__Aim__:
In the material below, replace every "Target" with "Object" and leave everything else unchanged.

+++ Input data +++

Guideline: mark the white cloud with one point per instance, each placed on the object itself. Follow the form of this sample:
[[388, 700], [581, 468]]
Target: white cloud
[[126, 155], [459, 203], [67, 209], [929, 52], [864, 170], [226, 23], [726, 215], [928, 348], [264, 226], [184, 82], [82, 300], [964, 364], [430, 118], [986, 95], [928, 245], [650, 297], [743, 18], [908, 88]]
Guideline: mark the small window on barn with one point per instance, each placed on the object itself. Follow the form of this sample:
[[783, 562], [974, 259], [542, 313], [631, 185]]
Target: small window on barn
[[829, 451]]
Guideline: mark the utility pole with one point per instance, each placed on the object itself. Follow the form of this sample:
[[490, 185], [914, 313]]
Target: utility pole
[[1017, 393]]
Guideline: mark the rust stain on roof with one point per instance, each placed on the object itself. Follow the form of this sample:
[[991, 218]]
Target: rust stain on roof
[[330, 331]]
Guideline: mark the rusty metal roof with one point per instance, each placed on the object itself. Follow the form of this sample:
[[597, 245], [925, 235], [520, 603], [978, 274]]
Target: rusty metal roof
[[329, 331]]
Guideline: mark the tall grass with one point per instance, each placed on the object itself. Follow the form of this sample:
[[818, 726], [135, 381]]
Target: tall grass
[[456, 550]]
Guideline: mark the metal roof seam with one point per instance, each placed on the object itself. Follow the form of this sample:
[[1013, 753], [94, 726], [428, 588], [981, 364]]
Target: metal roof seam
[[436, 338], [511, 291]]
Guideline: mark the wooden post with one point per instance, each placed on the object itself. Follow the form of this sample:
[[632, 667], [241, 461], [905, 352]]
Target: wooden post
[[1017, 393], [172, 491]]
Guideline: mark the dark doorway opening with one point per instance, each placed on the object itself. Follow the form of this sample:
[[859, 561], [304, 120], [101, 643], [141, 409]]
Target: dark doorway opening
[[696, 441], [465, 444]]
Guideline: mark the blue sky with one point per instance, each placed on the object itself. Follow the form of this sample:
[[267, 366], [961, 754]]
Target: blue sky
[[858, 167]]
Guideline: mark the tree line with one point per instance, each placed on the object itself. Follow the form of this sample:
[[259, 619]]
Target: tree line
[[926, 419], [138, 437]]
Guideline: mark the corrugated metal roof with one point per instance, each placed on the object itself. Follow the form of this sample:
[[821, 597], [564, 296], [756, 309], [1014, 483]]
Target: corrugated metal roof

+++

__Answer below__:
Guideline: mark the white cloud with one point per instance, each placed on the object itself. Follow the form of this sample:
[[388, 700], [581, 468]]
Object: white cloud
[[126, 155], [459, 203], [67, 209], [929, 52], [864, 170], [226, 23], [726, 215], [928, 348], [264, 226], [184, 82], [82, 300], [964, 364], [430, 118], [986, 95], [928, 245], [650, 297], [743, 18], [908, 88]]
Guideline: mark the small window on barn with one point per instance, each placed on the object itself. Follow the form of this sample:
[[783, 562], [974, 259], [542, 313], [631, 185]]
Object: small window on barn
[[829, 451]]
Guideline: mark the utility pole with one point per instance, each placed on the object itself. Follow the form of this sample:
[[490, 185], [914, 313]]
Object: utility pole
[[1017, 393]]
Guideline: mark the rust stain on roof with one point per instance, each placed on the object itself. Follow the form of this sample:
[[991, 218]]
Object: rust stain on roof
[[330, 331]]
Guideline: mark the rusty metal roof with one point per instance, each placed on the object itself. Follow the form of this sample:
[[597, 245], [925, 235], [520, 603], [978, 274]]
Object: rusty metal roof
[[329, 331]]
Guideline: mark the tall grass with one point per instance, each placed on the object itself. Follow the form of this sample:
[[818, 726], [135, 381]]
Object: tall grass
[[456, 550]]
Guideline: mark the metal roof seam with one point per instance, each placed on the object itself. Follow the form of this sample:
[[1013, 753], [94, 726], [428, 588], [981, 364]]
Object: metal roof seam
[[436, 338], [511, 291]]
Guideline: mark the wooden post with one point per instance, each placed on the object itself. Follow the form of this sample:
[[632, 667], [241, 461], [905, 352]]
Object: wooden post
[[1017, 393], [172, 491]]
Guideline: mark the dark doorway opening with one point per instance, each placed on the object itself. Follow the form of this sample:
[[859, 561], [304, 120], [101, 643], [141, 409]]
Object: dark doorway opening
[[696, 441], [465, 444]]
Guideline: mark the blue sky with one point per instance, each placed on the object itself. Follow the form of this sample:
[[267, 366], [961, 754]]
Object: blue sky
[[858, 167]]
Guideline: mark the tree line with one point per instance, each placed on the object itself. Follow the form of this sample:
[[259, 619]]
Object: tree line
[[926, 419], [138, 437]]
Guideline: mark the corrugated metal roof with one point per instance, each placed on the object itself. Follow the form of this sample:
[[821, 597], [564, 296], [756, 309], [1014, 483]]
Object: corrugated metal roof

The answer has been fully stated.